Objective 1
In the records below, repeat every line word for word, from the line with "Sports analytics pipeline — locate the shadow" up to and including the line with "(81, 36), (149, 150)".

Source
===============
Survey Finds Lower-Income, Less-Educated Americans Have Highest Rates of Regular Cannabis Use

by State Brief

Lower-income and less-educated Americans use cannabis more regularly than other demographic groups.

A new survey from Gallup studied the cannabis use pattern of adults in the United States and noted the distinctions between different education levels and incomes.

On average, 9% of adults use some form of cannabis 10 or more days a month. Approximately 13% of adults with a high school level education or less use cannabis 10 or more days a month. Adults who have some level of college education, an associate’s degree, or who have some technical training had the second highest rate of cannabis use – 11%.

Regular cannabis use was least common among adults with a college degree (7%) and a postgraduate degree (5%).
===============
Extracted information
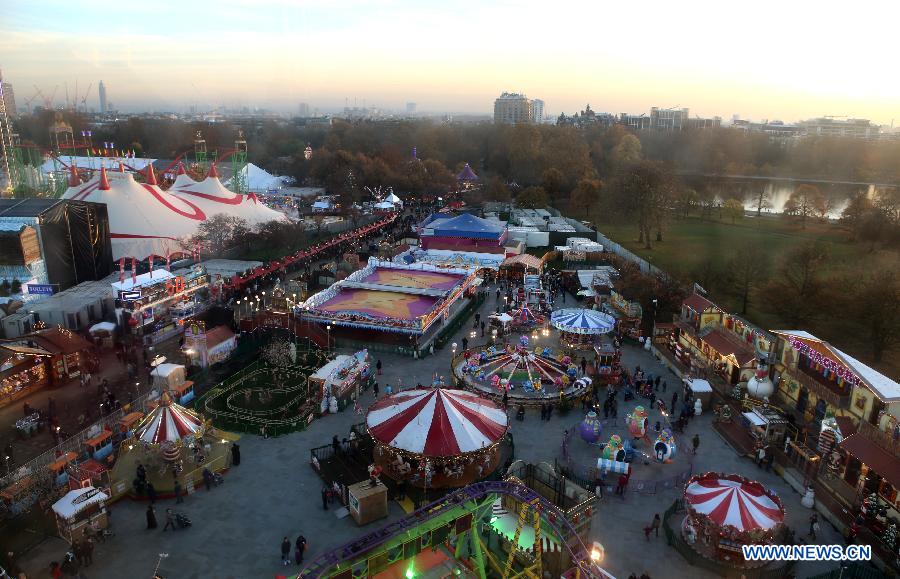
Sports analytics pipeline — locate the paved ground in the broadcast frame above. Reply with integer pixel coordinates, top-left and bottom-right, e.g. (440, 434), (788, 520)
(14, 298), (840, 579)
===============
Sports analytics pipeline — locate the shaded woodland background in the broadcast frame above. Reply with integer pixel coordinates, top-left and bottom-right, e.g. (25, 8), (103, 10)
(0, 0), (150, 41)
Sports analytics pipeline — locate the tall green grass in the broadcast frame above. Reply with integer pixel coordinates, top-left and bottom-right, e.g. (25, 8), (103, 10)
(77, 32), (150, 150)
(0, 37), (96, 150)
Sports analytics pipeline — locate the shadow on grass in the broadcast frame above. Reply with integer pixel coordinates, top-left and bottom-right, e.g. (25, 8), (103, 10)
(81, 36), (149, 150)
===============
Objective 2
Carry on writing the article about cannabis use by income and education, picking up right after its last sentence.

Answer 1
Sports analytics pipeline — locate the shadow on grass in the broadcast frame above. Reply with integer pixel coordinates, top-left and bottom-right, e.g. (25, 8), (103, 10)
(81, 36), (149, 150)

Answer 2
Gallup also found that regular cannabis use decreases as a person’s income increases. Around 16% of those who make less than $24,000 a year use cannabis 10 or more times a month. That rate declined to just 11% of people who make between $48,000 and $60,000 or between $60,000 and $90,000 annually. As of 2022, the average household income in the United States was $74,580. The lowest rates of regular cannabis use were among people who had a household income between $120,000 and $180,000 (7%) and over $180,000 (5%).

Gallup used an online survey to conduct its data. The survey asked respondents “Keeping in mind that this is confidential, how many days in the last month have you used cannabis products (such as smoking marijuana, vaping liquid THC, or consuming baked goods or gummies) to alter your mood and help you relax?”

Researchers also found that men are more likely to use cannabis than women and that usage decreases with age. 

“The highest rates of use (11%) are found in the Middle Atlantic (New York, Pennsylvania and New Jersey) and East North Central divisions (Wisconsin, Michigan, Illinois, Indiana and Ohio),” states the survey analysis. “The lowest usage rates (7%) are reported in the East South Central (Kentucky, Tennessee, Mississippi and Alabama) and the West North Central (North Dakota, Minnesota, South Dakota, Nebraska, Iowa, Kansas and Missouri) divisions.”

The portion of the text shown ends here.